• TO DO:
Among the entries, find the lines with the string "wooden" and report them.

'''

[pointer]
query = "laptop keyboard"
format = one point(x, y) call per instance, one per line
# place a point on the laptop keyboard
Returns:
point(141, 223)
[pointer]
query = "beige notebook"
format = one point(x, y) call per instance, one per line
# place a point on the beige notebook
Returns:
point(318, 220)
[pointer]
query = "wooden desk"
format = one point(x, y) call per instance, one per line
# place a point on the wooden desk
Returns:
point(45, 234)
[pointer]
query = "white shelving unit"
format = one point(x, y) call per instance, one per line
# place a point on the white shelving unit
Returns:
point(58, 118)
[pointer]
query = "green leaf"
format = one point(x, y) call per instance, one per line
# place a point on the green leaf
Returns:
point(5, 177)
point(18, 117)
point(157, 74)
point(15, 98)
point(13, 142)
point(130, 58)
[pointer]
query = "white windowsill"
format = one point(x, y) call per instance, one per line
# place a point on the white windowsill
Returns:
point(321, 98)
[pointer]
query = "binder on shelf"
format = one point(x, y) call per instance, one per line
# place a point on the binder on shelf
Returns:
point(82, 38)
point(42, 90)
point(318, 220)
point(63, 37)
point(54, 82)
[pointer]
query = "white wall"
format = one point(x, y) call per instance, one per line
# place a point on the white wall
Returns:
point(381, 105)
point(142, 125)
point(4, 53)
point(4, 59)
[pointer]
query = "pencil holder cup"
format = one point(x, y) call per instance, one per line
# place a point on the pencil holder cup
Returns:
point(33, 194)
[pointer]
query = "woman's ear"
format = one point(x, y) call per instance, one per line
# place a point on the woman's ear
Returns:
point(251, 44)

'''

• RESPONSE FOR THIS EXERCISE:
query = "wooden desk"
# place a point on the wooden desk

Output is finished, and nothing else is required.